## REQUEST
Copy each of the entries below faithfully, setting aside any pictures.

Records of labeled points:
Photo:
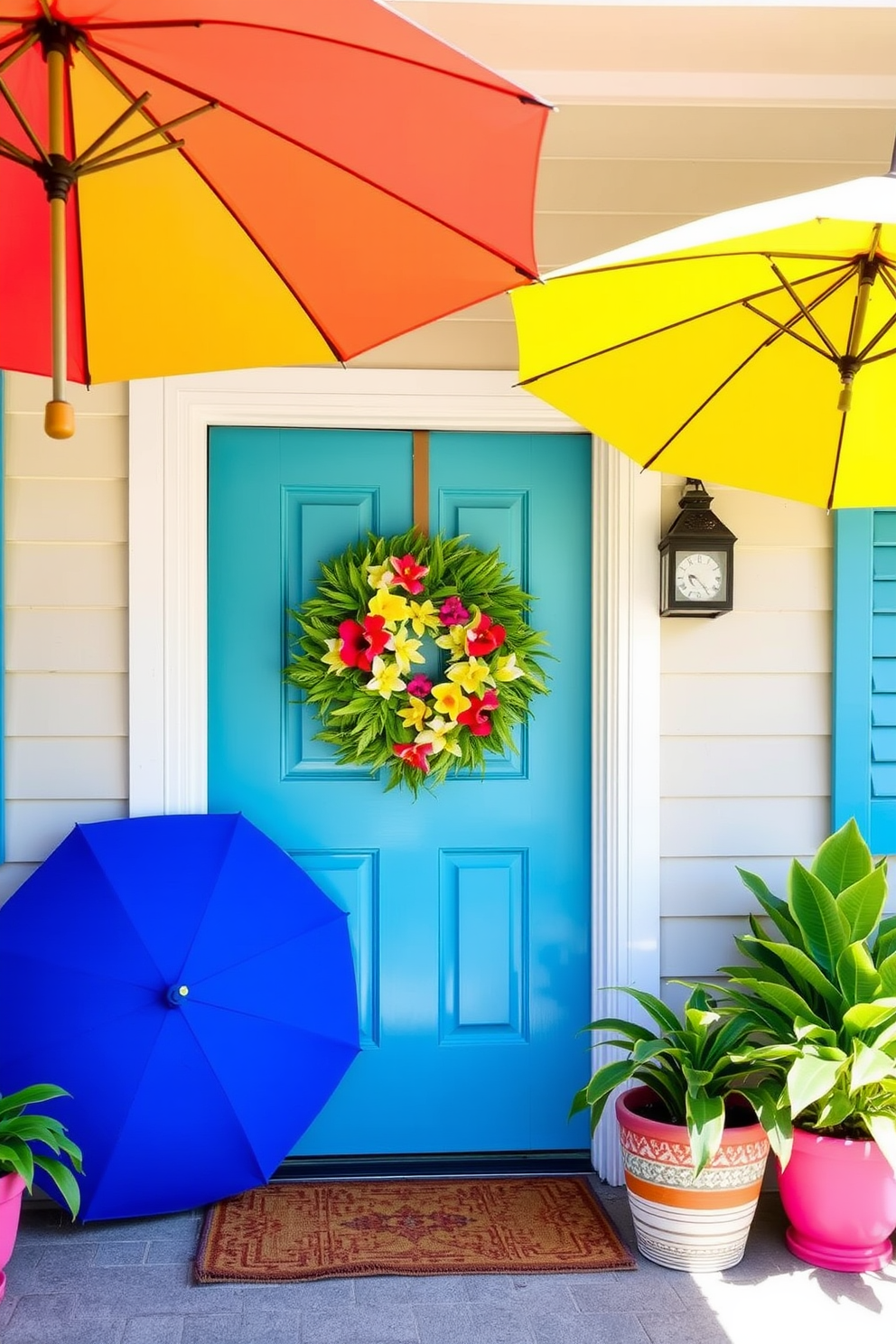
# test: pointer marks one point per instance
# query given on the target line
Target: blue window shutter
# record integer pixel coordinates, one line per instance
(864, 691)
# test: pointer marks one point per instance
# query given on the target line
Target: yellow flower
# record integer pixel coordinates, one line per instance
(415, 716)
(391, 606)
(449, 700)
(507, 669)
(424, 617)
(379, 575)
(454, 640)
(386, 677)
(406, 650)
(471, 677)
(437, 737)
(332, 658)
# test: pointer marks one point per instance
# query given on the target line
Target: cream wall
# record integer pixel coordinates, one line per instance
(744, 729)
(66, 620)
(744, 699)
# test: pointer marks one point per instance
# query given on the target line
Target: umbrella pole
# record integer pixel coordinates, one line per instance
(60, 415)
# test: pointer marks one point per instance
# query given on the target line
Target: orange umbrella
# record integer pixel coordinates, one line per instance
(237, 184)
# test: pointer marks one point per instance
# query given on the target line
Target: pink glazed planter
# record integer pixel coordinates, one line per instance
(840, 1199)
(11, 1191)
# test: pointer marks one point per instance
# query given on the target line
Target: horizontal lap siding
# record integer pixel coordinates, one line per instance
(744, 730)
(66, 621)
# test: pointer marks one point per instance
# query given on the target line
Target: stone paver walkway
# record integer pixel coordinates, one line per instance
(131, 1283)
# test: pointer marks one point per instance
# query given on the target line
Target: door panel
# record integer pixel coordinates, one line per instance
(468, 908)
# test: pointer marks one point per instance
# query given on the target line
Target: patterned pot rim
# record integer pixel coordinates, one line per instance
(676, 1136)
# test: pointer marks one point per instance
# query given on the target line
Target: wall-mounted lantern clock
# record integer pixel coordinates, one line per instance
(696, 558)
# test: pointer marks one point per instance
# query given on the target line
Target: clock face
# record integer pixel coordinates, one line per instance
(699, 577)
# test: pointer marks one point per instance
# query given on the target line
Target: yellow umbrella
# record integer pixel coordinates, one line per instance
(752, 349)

## FULL SOLUTION
Photo:
# test: pointer marks one point per instance
# query given on the target line
Target: blue window shutter
# record integer pixel coordinates, one line per instance
(864, 691)
# test: pointer marks one point per instance
# query given on the target line
Target: yellow flower
# record integer pixel coordinates, one line per instance
(415, 716)
(391, 606)
(449, 700)
(507, 669)
(424, 617)
(379, 575)
(454, 640)
(386, 677)
(406, 650)
(471, 677)
(437, 737)
(332, 658)
# test: pointer marks one point per instance
# query given on the target line
Target: cream wall
# record integer pixel coordinates, one line per instance
(744, 729)
(66, 620)
(744, 699)
# test: pointer marks one point per instance
# query given on the target line
Target: umbrella pole
# record integer pixel coordinates, one line per instance
(60, 415)
# test: pointer marks one point per instance
# query given on the target line
Target: orange umbrella
# record integer pixel coordinates, one line per instance
(237, 184)
# test: pointer marks one point per instance
# query given on the target line
Target: pink glazed planter
# record integer pixel coordinates, one line per instance
(840, 1199)
(11, 1191)
# test: pointer marks one point per instance
# query given on the target line
Target: horizontal lap siding
# record integer pixel coordinates, one line per instance
(744, 730)
(66, 621)
# test: pointer marks one point per instance
# query given on the target line
Target: stone paver walkway
# record integer pixel coordinates, one line per instance
(131, 1283)
# test: pointer marks one point per instance
# query given on the target line
Target: door panel
# record integer pixel coordinates, one line per instance
(468, 908)
# test: pointer marks one point per instance
# query given on the target line
Target: patterned pot rim
# record integer pixel coordinates, one line per instance
(676, 1136)
# test: pointer marks one point per instance
# query given on the target line
Target: wall-mounted lantern clock
# record integer pixel coordinates, one line per instance
(696, 558)
# test: pointer marks one point per instance
# query given on the target line
Target: clock face
# record integer pixel coordinates, one line per instance
(699, 577)
# test: pointer marks one point per instance
# query given on the target line
Target: yellow umbrella
# record integer pixel coordinates, one line per instance
(752, 349)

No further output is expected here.